- _Selected excerpt_:
......
United States District Court, C.D. Illinois, Peoria Division
SARA DARROW, District Judge.
In this case, Plaintiff United States of America ("Government") seeks foreclosure of a mortgage on real property owned by Defendant Chicago Title Land Trust Company ("Chicago Title"). The Government has moved for possession of the properties prior to entry of a judgment of foreclosure. For reasons set forth below, the Government's Amended Motion for Possession, ECF No. 6, is DENIED without prejudice.
The U.S. Department of Agriculture ("USDA") loaned a total of $456, 290 to three borrowers under three agreements in 1975, 1984, and 1992. Compl. ¶ 3, ECF No. 1. As consideration for the loans, the borrowers mortgaged three nonresidential properties in Chillicothe, Illinois (collectively "the Property") to the USDA. Chicago Title is the present owner of the Property. Id. ¶ 3(L). The Government claims Chicago Title defaulted on the mortgages when a payment of $29, 798.05 became due on November 29, 2012, and when Chicago Title failed to maintain improvements and make repairs to the Property. Id. ¶ 3(J). As of October 30, 2013, the total amount allegedly due under the mortgage agreements was $418, 725.51 plus accrued interest. Id. The agreements provide that in the event of default, the United States is authorized to possess the Property. Compl., Ex. 1 at 3, 10, 17.
......
[Dataset items]
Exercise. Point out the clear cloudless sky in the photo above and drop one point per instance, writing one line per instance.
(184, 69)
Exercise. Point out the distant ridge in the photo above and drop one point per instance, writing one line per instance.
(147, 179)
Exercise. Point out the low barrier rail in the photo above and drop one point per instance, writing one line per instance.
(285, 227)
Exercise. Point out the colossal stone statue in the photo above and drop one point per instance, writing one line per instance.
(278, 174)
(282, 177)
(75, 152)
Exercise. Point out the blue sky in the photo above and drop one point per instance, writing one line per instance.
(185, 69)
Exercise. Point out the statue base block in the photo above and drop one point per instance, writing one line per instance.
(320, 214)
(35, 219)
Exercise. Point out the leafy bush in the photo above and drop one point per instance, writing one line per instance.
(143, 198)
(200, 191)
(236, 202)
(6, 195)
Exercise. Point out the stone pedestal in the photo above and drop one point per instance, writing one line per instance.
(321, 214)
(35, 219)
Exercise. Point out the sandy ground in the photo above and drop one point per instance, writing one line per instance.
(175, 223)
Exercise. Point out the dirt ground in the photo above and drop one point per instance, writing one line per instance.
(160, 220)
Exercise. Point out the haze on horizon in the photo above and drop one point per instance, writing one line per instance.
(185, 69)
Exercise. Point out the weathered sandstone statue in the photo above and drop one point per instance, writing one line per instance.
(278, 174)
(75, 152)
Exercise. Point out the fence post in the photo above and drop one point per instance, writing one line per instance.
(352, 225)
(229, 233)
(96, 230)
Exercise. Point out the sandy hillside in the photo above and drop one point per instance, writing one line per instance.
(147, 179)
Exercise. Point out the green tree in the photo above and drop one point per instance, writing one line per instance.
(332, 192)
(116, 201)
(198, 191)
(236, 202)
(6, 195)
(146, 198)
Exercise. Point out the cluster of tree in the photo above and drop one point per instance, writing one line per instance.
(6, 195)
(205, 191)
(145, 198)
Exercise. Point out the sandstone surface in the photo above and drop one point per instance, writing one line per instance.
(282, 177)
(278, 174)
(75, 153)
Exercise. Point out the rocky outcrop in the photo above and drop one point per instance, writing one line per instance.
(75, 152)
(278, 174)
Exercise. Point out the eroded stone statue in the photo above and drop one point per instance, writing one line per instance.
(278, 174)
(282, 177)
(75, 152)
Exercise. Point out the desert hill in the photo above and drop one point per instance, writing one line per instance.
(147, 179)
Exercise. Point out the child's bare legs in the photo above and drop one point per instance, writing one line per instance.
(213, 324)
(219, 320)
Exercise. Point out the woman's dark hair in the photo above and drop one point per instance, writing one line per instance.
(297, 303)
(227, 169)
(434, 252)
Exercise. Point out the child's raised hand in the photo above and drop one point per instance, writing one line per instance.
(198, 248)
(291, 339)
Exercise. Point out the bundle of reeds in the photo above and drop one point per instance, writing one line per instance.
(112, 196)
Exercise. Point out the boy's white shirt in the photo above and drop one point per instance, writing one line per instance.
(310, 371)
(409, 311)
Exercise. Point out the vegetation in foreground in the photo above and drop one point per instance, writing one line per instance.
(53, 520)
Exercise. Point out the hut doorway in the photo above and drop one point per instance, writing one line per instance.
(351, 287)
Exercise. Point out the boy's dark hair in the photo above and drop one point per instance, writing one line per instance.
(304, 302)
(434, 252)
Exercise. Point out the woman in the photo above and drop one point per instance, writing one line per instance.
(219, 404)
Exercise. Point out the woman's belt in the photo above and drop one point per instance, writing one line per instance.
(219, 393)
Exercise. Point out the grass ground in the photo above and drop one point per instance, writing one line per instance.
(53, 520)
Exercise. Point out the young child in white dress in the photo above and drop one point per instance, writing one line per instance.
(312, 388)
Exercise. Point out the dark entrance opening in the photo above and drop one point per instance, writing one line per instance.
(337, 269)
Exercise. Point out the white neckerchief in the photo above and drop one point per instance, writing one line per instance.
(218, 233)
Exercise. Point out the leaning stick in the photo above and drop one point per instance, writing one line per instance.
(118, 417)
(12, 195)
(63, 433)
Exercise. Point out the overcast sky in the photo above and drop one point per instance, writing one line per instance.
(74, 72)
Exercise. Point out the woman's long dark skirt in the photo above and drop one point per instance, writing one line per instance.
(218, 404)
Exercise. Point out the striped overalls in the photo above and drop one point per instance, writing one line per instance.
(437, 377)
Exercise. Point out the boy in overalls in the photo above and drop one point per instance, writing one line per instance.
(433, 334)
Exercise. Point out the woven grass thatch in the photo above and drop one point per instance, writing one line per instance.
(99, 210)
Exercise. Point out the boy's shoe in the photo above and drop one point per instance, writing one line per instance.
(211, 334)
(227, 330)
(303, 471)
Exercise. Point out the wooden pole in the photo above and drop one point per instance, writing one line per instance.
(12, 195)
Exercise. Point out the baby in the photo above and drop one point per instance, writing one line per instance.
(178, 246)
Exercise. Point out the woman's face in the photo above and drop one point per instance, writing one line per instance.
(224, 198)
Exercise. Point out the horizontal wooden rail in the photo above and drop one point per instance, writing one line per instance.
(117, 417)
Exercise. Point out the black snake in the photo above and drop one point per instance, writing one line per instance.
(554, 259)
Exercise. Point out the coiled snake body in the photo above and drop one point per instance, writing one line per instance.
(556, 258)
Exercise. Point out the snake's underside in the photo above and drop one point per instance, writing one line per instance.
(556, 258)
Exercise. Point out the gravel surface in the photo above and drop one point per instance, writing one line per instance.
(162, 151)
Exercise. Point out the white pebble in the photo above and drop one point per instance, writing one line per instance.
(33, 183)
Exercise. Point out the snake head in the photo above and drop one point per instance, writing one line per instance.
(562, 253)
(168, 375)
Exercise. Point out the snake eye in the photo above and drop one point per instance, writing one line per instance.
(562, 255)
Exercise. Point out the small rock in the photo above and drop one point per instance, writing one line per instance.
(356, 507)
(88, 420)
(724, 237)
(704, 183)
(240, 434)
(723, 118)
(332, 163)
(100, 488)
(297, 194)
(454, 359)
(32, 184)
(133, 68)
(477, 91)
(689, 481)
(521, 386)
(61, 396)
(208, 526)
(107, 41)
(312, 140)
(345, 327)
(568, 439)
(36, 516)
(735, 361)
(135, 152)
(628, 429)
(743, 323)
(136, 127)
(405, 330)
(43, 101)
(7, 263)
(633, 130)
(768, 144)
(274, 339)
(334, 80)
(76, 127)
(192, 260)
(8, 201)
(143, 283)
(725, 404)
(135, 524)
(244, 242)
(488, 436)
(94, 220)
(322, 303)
......
- _Problems to work on_:
a - Answer these questions from the foreclosure ruling:
(i) Which district judge's name appears at the top?
(ii) In which years were the three loan agreements made?
(iii) In what town are the mortgaged properties located?
b - Translate this sentence from the foreclosure ruling into Spanish: "Chicago Title is the present owner of the Property."
c - Carry the foreclosure ruling forward from the point where it ends.

- _Answers for this exercise_:
a -
(i) Sara Darrow
(ii) 1975, 1984, and 1992
(iii) Chillicothe, Illinois

b - Chicago Title es la propietaria actual de la Propiedad.

c -
On December 2, 2013, the Government filed the instant suit seeking foreclosure on the mortgages, alleging subject matter jurisdiction under 28 U.S.C. § 1345. The Government simultaneously moved to take possession of the Property prior to a judgment of foreclosure pursuant 735 ILCS 5/15-1706. Pl.'s Mot. Poss. 1-2, ECF No. 5. In a Text Order dated December 19, 2013, the Court denied the motion without prejudice on the grounds that it was not "supported by affidavit or other sworn pleading" as required by 735 ILCS 5/15-1706(a). On December 23, 2013, the Government filed an Amended Motion for Possession, purporting to satisfy section 15-1706(a) by including the sworn declaration of USDA Housing Program Director for Rural Development Barry L. Ramsey. Pl.'s Am. Mot. Poss., ECF No. 1; Ramsey Decl., ECF No. 6-1.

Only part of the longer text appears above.